## Work to be completed
Type the records out again in full, exactly.

[[ Excerpted data open ]]

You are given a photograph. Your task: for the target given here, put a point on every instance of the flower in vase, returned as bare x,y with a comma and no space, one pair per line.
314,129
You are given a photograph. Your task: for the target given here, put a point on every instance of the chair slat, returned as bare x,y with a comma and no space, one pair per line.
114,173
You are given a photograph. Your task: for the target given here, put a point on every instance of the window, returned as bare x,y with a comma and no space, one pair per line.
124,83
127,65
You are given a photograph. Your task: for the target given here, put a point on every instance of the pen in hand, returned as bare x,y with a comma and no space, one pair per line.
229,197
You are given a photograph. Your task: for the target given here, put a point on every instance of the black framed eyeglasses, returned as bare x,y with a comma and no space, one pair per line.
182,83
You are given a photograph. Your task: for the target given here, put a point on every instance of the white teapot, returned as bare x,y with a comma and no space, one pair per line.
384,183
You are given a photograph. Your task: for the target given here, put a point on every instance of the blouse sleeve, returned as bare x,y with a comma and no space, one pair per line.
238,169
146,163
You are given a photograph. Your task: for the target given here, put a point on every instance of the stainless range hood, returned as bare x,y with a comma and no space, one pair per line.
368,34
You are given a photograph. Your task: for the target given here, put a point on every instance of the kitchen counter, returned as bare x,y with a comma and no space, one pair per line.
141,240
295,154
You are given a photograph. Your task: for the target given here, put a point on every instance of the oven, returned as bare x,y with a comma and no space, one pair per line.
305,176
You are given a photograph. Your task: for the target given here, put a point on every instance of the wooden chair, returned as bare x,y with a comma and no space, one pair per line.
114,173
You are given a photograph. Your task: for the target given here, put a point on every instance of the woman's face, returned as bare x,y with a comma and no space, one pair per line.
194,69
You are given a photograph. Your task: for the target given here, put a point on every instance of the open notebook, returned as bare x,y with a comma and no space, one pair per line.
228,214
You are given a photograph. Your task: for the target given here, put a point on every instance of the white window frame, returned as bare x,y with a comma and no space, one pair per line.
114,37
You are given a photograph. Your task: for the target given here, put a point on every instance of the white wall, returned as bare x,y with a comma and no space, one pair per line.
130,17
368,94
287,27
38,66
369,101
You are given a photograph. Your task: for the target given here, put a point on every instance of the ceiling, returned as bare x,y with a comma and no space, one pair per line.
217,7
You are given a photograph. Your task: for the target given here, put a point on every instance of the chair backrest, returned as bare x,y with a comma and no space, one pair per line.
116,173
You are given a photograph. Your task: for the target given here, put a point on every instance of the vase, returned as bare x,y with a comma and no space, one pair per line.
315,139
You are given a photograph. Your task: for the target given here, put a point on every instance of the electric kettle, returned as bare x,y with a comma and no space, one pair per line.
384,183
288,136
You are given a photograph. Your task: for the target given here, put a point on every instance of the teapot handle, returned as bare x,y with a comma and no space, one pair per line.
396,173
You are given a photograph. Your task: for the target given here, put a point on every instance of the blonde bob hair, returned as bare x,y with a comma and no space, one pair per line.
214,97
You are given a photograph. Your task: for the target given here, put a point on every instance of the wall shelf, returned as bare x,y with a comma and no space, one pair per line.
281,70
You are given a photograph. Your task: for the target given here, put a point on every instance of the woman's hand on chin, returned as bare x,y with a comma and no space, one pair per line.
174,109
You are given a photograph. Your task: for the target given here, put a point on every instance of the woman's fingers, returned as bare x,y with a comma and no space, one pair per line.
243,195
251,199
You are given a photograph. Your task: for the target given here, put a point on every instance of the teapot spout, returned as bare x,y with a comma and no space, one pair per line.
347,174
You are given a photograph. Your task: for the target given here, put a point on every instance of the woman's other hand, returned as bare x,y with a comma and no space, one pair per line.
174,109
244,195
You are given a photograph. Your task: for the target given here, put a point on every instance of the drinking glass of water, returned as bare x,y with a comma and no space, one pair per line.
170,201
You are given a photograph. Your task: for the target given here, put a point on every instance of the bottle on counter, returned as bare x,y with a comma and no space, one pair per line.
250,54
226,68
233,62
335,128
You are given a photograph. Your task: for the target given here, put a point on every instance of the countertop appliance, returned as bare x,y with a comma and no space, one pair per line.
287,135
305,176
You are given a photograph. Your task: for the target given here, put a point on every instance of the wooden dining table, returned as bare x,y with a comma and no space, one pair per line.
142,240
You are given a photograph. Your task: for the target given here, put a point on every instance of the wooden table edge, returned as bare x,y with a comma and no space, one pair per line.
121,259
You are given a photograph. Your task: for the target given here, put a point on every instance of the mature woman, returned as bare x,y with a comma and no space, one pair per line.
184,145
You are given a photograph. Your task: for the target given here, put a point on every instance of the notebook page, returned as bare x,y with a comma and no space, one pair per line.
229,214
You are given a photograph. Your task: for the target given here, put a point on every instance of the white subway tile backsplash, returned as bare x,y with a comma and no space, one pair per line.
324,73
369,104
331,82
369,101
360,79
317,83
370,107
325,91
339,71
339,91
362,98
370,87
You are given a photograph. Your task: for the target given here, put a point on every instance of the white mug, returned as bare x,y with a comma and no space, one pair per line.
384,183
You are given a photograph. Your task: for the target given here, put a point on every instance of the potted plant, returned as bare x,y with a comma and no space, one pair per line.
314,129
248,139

[[ Excerpted data closed ]]

## Solution below
You are given a photograph. Your task: for the target given here, put a point on every instance of the flower in vase, returned as bare x,y with a comma and no space, one pair per line.
314,129
You are given a photograph. Your task: for the target given here, put a point on every instance of the chair slat, returned as bare x,y with a comma and no space, one pair per line.
114,173
You are given a photograph. Your task: for the target given here, put a point on every instance of the window, returned as bare x,y with a comma and no space, one pair per line.
124,83
127,65
You are given a photograph. Your task: for the target given here, put a point on every instance of the pen in hand, returned as bare x,y with a comma and no space, one pair per line.
229,197
You are given a photograph. Your task: for the target given here, put a point on every instance of the black framed eyeglasses, returned as bare x,y with a comma and no space, one pair per line.
182,83
You are given a photograph. Your task: for the target given here, put a point on every instance of the white teapot, returned as bare x,y with a comma and no space, one pair per line.
384,183
You are given a photograph. Your task: for the target given here, put a point on every instance of the blouse sleeve, returned as bare x,y with a comma and no space, one pair per line.
238,169
146,163
You are given a photograph. Your task: for the target given here, put a point on every instance of the stainless range hood, returned as bare x,y with a comma and no space, one pair per line.
368,34
You are given a photograph. Your task: for the target given here, put a point on every instance of the kitchen counter, returned as bare x,y with a comma and no space, one pair per line.
141,240
295,154
You are given a photograph. Your task: for the target given here, put a point on every instance of the oven, returned as bare x,y with a comma and no space, one pair per line.
305,176
You are given a photograph. Your task: for the target given here, put a point on every instance of the wooden chair, returned as bare x,y with a comma and no space, one pair per line.
114,173
You are given a photograph. Your task: for the target given here, put a point on every instance of the woman's face, returned as bare x,y with a comma and no space, one pair per line.
194,69
You are given a photograph. Your task: for the target given here, put a point on every instance of the open notebook, returned as bare x,y with a comma and no space, one pair per line.
228,214
You are given a photograph. Your task: for the target given here, put a point on every instance of the white window frame, returned as bare x,y with a comma and no space, one pair per line.
114,37
You are given a photograph. Your task: for the target given here, put a point on every instance of the white wall, returned as bare x,y with a comma and no space, one pair per line.
130,17
368,94
287,27
38,66
369,101
You are given a photograph. Your task: for the target given here, put a point on every instance of the ceiling, returned as bare x,y with a comma and no space, one pair per line.
217,7
You are given a photograph. Your task: for the target given here, put a point on every instance of the chair backrest, returned as bare x,y with a comma and no space, one pair per line.
116,173
You are given a photograph. Your task: for the target given here, put a point on every instance of the vase, returned as bare x,y with a comma and no space, one pair per line.
315,139
You are given a photograph. Your task: for the target given here, put a point on every instance of the electric kettle, returned as bare x,y with a comma and no space, one pair per line.
384,183
288,136
You are given a photograph. Your task: for the target given here, put a point on every instance of the teapot handle, returned as bare x,y with a comma and no space, one pair per line.
396,173
You are given a photograph. Your task: for the target given here, put a point on every instance of the blonde bob hair, returned as bare x,y with a comma and no space, one pair per line.
214,97
You are given a photograph. Your task: for the target given here, put a point on every instance of the wall shelf, returned as bare x,y with a comma and no space, one pair per line.
281,70
You are given a photograph. Your task: for the target given here, put a point on every instance of the woman's hand on chin, returned as bare x,y with a comma and no space, one pair per line.
174,109
You are given a photograph. Your task: for the target given here, put a point on every instance of the woman's fingers, returned as bare x,y with a comma and no space, one pair per line.
243,195
251,199
You are given a photograph. Your task: for the target given here, put a point on every instance of the teapot spout, returned as bare x,y with a comma and no space, one pair per line.
347,174
You are given a photograph. Your task: for the target given here, put a point on every instance of the woman's other hand, returned as bare x,y with a comma and no space, one pair per line.
174,109
244,195
You are given a photograph. Your task: for the target given here, put a point on every instance of the drinking glass of water, returned as bare x,y with a comma and no space, one pair per line.
170,201
You are given a photograph. Your task: for the target given here, put a point on every instance of the bottle on counter, returned as bare x,y with a comma and no space, one pair per line.
250,54
226,68
233,62
335,128
You are given a photograph. Your task: for the target given here, put a point on every instance of the countertop appliance, returned as bare x,y with a comma and no space, one pair per line.
287,135
305,176
You are given a photograph. Your task: for the target given here, put a point on every instance of the wooden dining table, returned as bare x,y with a comma and no space, one pair per line.
142,240
You are given a photograph. Your task: for the target given here, put a point on every instance of the wooden table edge, returned as bare x,y with a comma and no space, one pair per line.
121,259
You are given a photograph. Your task: for the target given here, put a point on every instance of the mature woman, returned as bare x,y with a comma and no space, one pair per line.
184,145
You are given a photograph. Your task: for the target given here, put a point on every instance of the notebook page, returned as bare x,y with a comma and no space, one pair per line.
229,214
You are given a photograph. Your task: for the target given here, put a point on every instance of the white subway tile backsplash, returned as bare x,y with a comma and no space, one pair per line.
324,73
369,104
331,82
369,101
360,79
317,83
370,107
325,91
339,71
339,91
362,98
370,87
You are given a photograph. Your task: for the target given here, put a point on every instance of the white mug, returned as bare x,y with a comma and no space, one pair per line.
384,183
You are given a photograph. Your task: for the target given here, put a point on every instance of the potted plant, returned as bare x,y with a comma and no space, one pair per line.
314,129
248,139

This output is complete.